WRITTEN EXERCISE
Lay out the lines of the items from the one containing "Target: dark stone countertop" through the one containing "POLYGON ((425 554, 367" as a Markdown table with the columns Row and Line. Number each line and leave out blank lines.

(Data listing)
☆ ☆ ☆ ☆ ☆ ☆ ☆

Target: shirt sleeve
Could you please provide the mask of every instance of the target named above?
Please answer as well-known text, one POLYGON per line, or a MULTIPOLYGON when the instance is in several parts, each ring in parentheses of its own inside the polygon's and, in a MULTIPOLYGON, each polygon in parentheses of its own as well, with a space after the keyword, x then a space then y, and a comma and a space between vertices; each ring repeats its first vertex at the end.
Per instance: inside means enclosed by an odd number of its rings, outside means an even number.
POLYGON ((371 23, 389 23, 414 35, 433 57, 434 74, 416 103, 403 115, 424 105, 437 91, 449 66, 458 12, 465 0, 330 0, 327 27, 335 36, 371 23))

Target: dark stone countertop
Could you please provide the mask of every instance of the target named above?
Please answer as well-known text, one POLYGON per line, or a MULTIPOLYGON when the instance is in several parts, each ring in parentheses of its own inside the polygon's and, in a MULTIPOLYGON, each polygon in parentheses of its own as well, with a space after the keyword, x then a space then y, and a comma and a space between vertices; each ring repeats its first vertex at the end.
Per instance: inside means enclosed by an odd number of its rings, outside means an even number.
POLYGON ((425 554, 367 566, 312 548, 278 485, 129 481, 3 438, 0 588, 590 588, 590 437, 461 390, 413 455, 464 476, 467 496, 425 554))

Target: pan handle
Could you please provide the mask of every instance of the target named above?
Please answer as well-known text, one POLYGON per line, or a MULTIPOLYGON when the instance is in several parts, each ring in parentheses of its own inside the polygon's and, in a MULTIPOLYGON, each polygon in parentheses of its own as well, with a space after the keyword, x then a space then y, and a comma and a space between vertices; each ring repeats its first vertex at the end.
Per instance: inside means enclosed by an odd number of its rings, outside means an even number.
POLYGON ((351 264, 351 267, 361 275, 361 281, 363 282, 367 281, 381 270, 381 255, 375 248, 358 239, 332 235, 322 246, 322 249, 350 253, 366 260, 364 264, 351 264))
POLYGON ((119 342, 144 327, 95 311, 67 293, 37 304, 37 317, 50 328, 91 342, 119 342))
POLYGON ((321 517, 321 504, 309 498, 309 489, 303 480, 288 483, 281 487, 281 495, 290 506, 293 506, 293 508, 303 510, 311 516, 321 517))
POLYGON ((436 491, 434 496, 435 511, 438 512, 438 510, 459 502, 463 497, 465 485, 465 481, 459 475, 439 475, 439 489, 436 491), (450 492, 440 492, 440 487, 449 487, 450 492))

☆ ☆ ☆ ☆ ☆ ☆ ☆

SOLUTION TO THE EXERCISE
| Row | Line |
|---|---|
| 1 | Target: dark stone countertop |
| 2 | Could you please provide the mask of every instance of the target named above? |
| 3 | Please answer as well-known text, one POLYGON per line, or a MULTIPOLYGON when the instance is in several parts, each ring in parentheses of its own inside the polygon's and, in a MULTIPOLYGON, each polygon in parentheses of its own as well, with a space after the keyword, x then a space then y, and a comma and a space between vertices; each ring repeats its first vertex at the end. |
| 4 | Per instance: inside means enclosed by an odd number of its rings, outside means an even number. |
| 5 | POLYGON ((425 554, 367 566, 312 548, 278 485, 129 481, 3 438, 0 588, 590 588, 590 437, 461 390, 413 455, 464 476, 467 496, 425 554)) |